TASK BRIEF: Copy every line of the records below word for word, leaving out the pictures.
───── EXTRACTED INFORMATION ─────
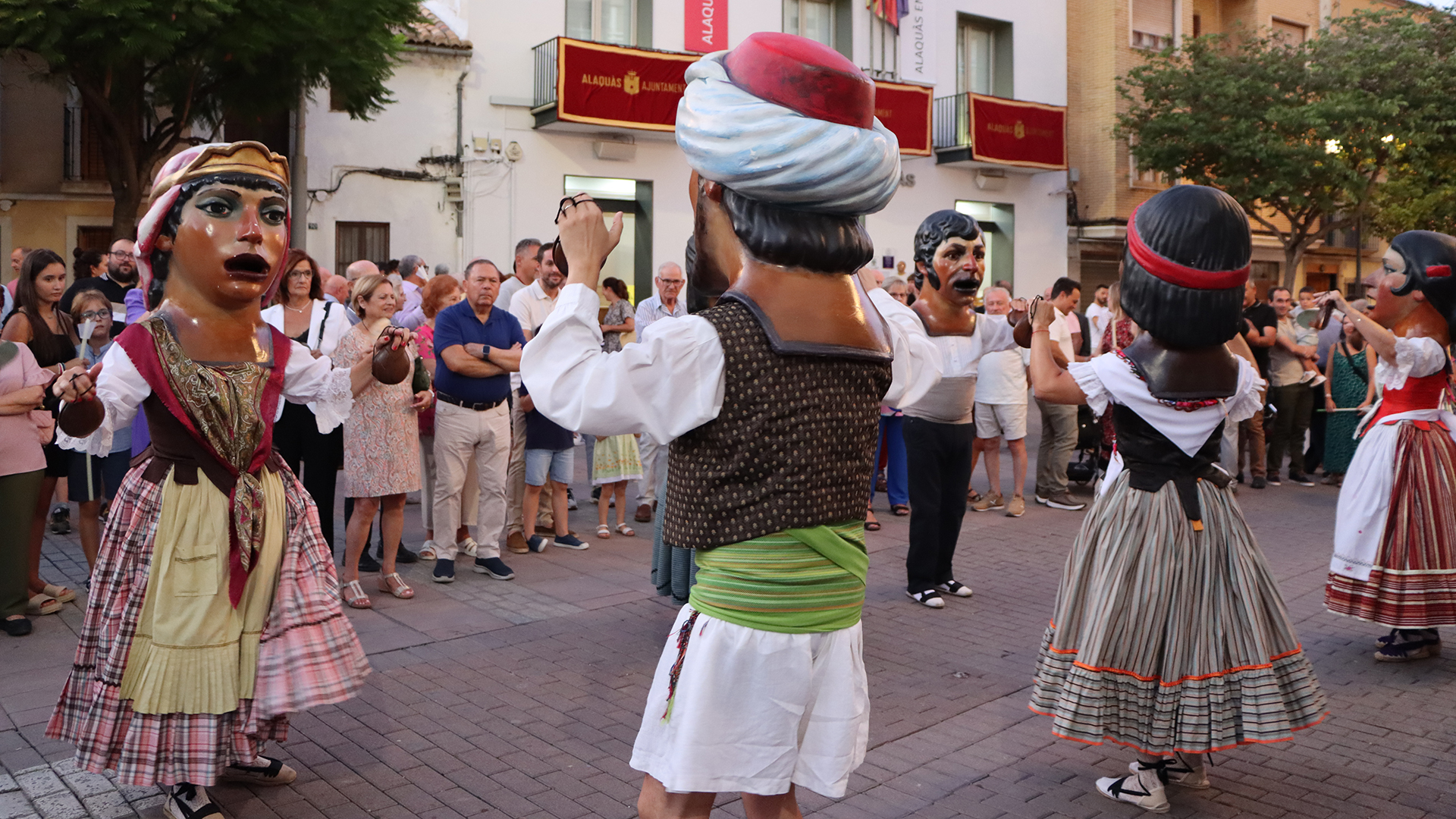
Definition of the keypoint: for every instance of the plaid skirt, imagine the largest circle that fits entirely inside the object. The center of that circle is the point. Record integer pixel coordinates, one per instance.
(1166, 639)
(1413, 583)
(308, 656)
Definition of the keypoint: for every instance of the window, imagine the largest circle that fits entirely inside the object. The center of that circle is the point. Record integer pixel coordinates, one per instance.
(1289, 33)
(810, 18)
(1152, 24)
(983, 57)
(354, 241)
(884, 50)
(82, 156)
(601, 20)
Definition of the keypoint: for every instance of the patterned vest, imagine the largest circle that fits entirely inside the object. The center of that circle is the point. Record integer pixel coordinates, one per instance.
(791, 447)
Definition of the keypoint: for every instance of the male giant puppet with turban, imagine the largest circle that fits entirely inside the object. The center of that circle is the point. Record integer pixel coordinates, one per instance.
(770, 400)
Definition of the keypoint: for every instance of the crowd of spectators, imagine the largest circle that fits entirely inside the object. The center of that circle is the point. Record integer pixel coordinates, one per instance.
(465, 436)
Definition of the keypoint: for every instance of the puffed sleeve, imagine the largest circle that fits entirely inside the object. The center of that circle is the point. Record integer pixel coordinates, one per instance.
(1248, 400)
(121, 390)
(319, 384)
(666, 385)
(918, 360)
(1414, 357)
(1091, 382)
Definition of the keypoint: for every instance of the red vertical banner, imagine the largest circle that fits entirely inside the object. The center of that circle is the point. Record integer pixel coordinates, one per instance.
(705, 25)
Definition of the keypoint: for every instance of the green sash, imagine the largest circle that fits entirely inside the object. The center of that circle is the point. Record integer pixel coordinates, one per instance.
(795, 582)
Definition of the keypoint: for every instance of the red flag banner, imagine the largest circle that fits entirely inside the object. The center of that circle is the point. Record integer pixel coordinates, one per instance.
(905, 110)
(1018, 133)
(609, 85)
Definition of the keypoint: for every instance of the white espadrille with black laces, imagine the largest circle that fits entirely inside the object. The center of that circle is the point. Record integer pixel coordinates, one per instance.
(1144, 789)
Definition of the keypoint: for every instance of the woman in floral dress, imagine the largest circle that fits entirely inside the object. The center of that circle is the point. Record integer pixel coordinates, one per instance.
(381, 445)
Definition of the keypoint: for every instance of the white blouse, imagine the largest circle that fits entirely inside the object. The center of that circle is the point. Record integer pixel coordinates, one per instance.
(306, 379)
(1111, 379)
(672, 381)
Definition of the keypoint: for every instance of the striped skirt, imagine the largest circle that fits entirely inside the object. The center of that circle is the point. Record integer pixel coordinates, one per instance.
(1413, 583)
(1166, 639)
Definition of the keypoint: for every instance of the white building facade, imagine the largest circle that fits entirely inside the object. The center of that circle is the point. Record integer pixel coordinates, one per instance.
(472, 156)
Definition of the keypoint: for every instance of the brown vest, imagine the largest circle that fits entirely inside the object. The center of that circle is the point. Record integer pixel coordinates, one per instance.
(791, 447)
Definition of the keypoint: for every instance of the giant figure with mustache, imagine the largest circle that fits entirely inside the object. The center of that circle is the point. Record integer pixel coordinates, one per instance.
(215, 607)
(770, 398)
(949, 259)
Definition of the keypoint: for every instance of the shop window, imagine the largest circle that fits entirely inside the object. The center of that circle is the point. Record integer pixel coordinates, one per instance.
(354, 241)
(1152, 24)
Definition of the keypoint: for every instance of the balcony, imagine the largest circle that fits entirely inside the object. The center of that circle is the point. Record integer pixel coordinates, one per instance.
(588, 88)
(973, 130)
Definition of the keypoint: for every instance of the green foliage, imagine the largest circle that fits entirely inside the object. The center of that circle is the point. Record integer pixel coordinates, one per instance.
(152, 71)
(1304, 130)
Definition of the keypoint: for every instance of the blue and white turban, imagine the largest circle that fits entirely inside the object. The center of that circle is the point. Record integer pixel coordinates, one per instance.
(775, 155)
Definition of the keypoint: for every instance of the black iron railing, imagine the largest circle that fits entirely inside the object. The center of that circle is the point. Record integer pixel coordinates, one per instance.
(951, 121)
(545, 76)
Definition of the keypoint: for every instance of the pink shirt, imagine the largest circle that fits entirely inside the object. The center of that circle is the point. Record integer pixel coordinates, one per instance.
(20, 435)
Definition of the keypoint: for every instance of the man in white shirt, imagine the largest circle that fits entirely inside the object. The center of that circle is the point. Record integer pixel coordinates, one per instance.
(1098, 314)
(413, 280)
(1059, 422)
(667, 303)
(530, 306)
(1001, 413)
(523, 270)
(770, 400)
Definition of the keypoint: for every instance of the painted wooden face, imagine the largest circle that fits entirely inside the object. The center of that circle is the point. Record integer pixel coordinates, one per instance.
(231, 241)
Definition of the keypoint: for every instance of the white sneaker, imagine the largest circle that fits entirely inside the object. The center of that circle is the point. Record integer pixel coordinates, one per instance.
(1142, 789)
(1185, 770)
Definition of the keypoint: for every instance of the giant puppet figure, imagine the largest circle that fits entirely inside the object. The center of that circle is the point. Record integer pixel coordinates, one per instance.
(215, 608)
(1169, 634)
(949, 259)
(1395, 526)
(770, 400)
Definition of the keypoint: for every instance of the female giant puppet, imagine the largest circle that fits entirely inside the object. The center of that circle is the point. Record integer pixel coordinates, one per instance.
(1168, 632)
(215, 607)
(1395, 528)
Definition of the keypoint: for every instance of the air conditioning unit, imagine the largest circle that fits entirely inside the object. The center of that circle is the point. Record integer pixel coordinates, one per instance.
(620, 152)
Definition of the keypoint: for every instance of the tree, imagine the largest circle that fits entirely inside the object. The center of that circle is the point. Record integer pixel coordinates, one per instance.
(152, 74)
(1301, 134)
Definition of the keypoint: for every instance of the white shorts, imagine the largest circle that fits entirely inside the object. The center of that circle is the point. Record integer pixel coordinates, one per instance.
(1001, 422)
(756, 711)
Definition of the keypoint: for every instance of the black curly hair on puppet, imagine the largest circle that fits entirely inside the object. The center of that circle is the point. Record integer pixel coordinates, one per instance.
(1206, 232)
(1430, 261)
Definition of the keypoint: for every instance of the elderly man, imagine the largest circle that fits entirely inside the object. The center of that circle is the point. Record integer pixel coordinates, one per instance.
(1059, 422)
(523, 270)
(120, 278)
(530, 306)
(476, 347)
(414, 275)
(664, 305)
(770, 400)
(1001, 413)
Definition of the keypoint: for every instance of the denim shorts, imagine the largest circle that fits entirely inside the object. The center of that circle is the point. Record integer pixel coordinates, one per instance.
(542, 461)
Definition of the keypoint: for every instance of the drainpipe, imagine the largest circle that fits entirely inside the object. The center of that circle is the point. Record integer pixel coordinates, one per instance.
(299, 175)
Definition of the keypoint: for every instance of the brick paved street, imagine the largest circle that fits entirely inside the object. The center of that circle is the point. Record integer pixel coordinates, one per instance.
(523, 698)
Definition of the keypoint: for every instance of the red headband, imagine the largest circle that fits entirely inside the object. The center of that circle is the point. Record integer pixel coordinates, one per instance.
─────
FINISHED EXERCISE:
Definition of the keypoint: for every instance of the plaid skirt, imagine the largest circle that fits entirely inside the object. The center of that circle is the point. Record integer pixel coordinates, one per instance.
(1166, 639)
(1413, 583)
(308, 656)
Definition of the keypoint: for every instance of the window, imagine the largest circle that fits entirely inside the object. The center of that circle is the point. Record integer pixel coordinates, one per instance.
(1289, 33)
(810, 18)
(1152, 24)
(983, 57)
(354, 241)
(884, 50)
(82, 156)
(601, 20)
Definition of the keypoint: for every instance of the patterned vest, imagine the largest circle that fits entirely inside the object. The center of that circle is the point. Record integer pixel coordinates, one per instance.
(791, 447)
Definition of the keypoint: for every instance of the male giant puppet with turban, imagine the largest circle that fits entirely inside the object. The center of that circle is the point. Record integer pixel coordinates, one per instance.
(770, 400)
Definition of the keypoint: for every instance of the crowd of spectators, imagine the largest circle that fits entirely inside the object. The center of that circle is the point. Record integer pixel coordinates, one per instance.
(465, 436)
Definition of the keypoint: for every instance of the puffed sleeve, imagine the largest circle that fits entirely inside the object. The center of that circle is the point. Record integer pixel coordinates, one per instance.
(1248, 400)
(121, 390)
(319, 384)
(666, 385)
(918, 360)
(1414, 357)
(1091, 382)
Definition of the keypoint: for every instance of the red vertical banner, imagine the largest circle that fits entirely inside the object. The center of that circle is the point. Record integer pixel coordinates, one per instance.
(705, 25)
Definition of the keypoint: for every instance of the green sash, imagine the largest circle that fits entirely inside the object. The center of that circle is the point. Record integer pixel coordinates, one per instance.
(795, 582)
Definition of the keypoint: for every instance of the red flag banner, imagine the largest circle that fits entirely inside the object. The center of that circle is the point. Record integer pixel coordinates, one per instance.
(905, 110)
(1018, 133)
(609, 85)
Definition of the keypoint: for every instance of the white espadrille with black laces, imagine the largest circle that fits entirely inside the object. The center of that circle is the point. Record integer pixel coordinates, one per instance.
(1144, 789)
Definition of the keypoint: for every instance of the woman in floral dress, imagine the largest circle that fits entirely inside the object. The center of that circle is the point. Record integer pixel coordinates, one per instance.
(381, 445)
Definition of the keypoint: for every instance of the white blouse, imagine the largest circle that fits entirely inside the object. The center of that circle is the point. Record integer pixel coordinates, one per instance.
(306, 379)
(1111, 379)
(672, 381)
Definition of the keypoint: for every instance of the striped skirt, imagine the largest circle that fits entirely inside the object. The center of that circle is the point. Record integer pixel coordinates, one per instance.
(1413, 583)
(1166, 639)
Definition of the keypoint: for every instance of the white building facade, imagine the largest circle that fits entirely inside the object. The center of that circle is the point. Record integer pixel coordinates, one per instance.
(472, 156)
Definition of the keypoint: for every instance of the brown vest, imagine the largest circle that fits entirely inside the object. The center of that circle is the point. Record integer pixel coordinates, one per instance.
(791, 447)
Definition of the keypoint: for every instance of the giant figure with mustache, imagine the largest circle that fits entirely inside the object. The center of that circle is the point. Record integer pixel coordinates, one per instance.
(215, 607)
(770, 398)
(949, 259)
Definition of the keypoint: for every instance of the shop window, imagine the largest circle that fits entirely inside the object. The center of that circle is the point. Record integer pixel coordinates, one per instance.
(354, 241)
(1152, 24)
Definition of the keypoint: for every instance of the balcony, imagine the largest circle that fits entirely inside the object. The center of that circle is the point. Record integer pixel coordinates, one per instance.
(588, 88)
(973, 130)
Definition of the keypoint: for every instance of the green foliage, imagine the largest circle that fits entirely inside the object. The center of that circle is the point. Record integer pixel coordinates, one per instance.
(152, 71)
(1304, 130)
Definition of the keypoint: for every instance of the blue and white turban, imagine the largest circle that fits entirely inside the object. The center of that circle is the point. Record integer pixel coordinates, one per instance.
(775, 155)
Definition of the keypoint: for every instance of the black iron railing, imagine the largest circle that fits entirely inside the object. The center of that circle is the point. Record integer pixel coordinates, one per instance.
(951, 121)
(545, 76)
Definition of the keypoint: for every instance of the pink shirt, imagine the largest circle that fits entirely inside the object. The center of that circle is the point. Record integer pixel coordinates, one per instance.
(20, 435)
Definition of the keypoint: for every instance of the man in white shirt, imagine the largest circle that fits entirely inside the object. The center of that circle is the point. Record integer pixel coordinates, one per instance.
(1098, 314)
(413, 280)
(1059, 422)
(667, 303)
(530, 306)
(1001, 413)
(523, 270)
(770, 400)
Definition of the keypoint: for every instance of the painted wooden face, imagine the largest circle that fits entirely inside the object. The center of that circle is the point. Record integer pixel coordinates, one per instance.
(231, 241)
Definition of the keypoint: for every instance of the white sneaker, imagine the largest circle that fits entirely inside the object. The center of that circle is the point. Record integer pixel coordinates, one per instance.
(1142, 789)
(1185, 770)
Definition of the keypoint: for every instance of the giant puppet figure, imagine the largest circle that fits entirely inside the object. The center of that circle is the point. Record integer pixel coordinates, one per instance.
(215, 608)
(1169, 634)
(949, 259)
(1395, 526)
(770, 400)
Definition of the keypoint: for every instance of the female giant puppet, imagine the largest circle that fits entirely inside the object. The center of that circle is the point. Record integer pixel coordinates, one per instance.
(1168, 632)
(215, 607)
(1395, 528)
Definition of the keypoint: for every instance of the air conditioning unit, imagine the largest circle that fits entirely inside the object. The center of that circle is the point. Record integer pixel coordinates, one per instance.
(620, 152)
Definition of the keypoint: for every instance of the tree, imagine the largest circle that fits entirely inside the object. The center of that circle is the point. Record integer pixel coordinates, one per instance.
(152, 74)
(1301, 134)
Definition of the keypoint: for every instance of the white shorts, imagine the largest circle that fits entirely inside the object. The center of that circle is the point. Record integer pixel coordinates, one per instance.
(1001, 422)
(756, 711)
Definition of the keypoint: for every instance of the black curly hair on puppet, imagine the largest circle that fits entirely inside the object. The center of that circle is the point. Record integer pixel coordinates, one per instance.
(1206, 232)
(1430, 261)
Definition of the keypoint: for every instance of the elderly man, imagine the largest circle that fits entirely inside the object. The center of that circle is the point. Record integer pixel coordinates, one per instance.
(1059, 422)
(523, 270)
(120, 278)
(530, 306)
(476, 347)
(414, 275)
(664, 305)
(770, 400)
(1001, 413)
Definition of the keypoint: for every instance of the denim shorts, imagine the largest circle that fits entirely inside the object. The center of that circle is the point. Record integer pixel coordinates, one per instance.
(542, 461)
Definition of the keypoint: for every instance of the drainpipe, imagine the largest circle that fits entirely inside the object. The center of that circle is the point. Record integer pixel coordinates, one per instance.
(299, 175)
Definition of the keypoint: for every instance of the brick paved street, imagine the largest circle that fits entirely inside the object. The center of that circle is the point. Record integer pixel coordinates, one per instance.
(523, 698)
Definition of the keypoint: for every instance of the red headband, imagine the largest circle that fits entirely inside the object. The center of that circle is the point. Record integer pixel coordinates, one per instance.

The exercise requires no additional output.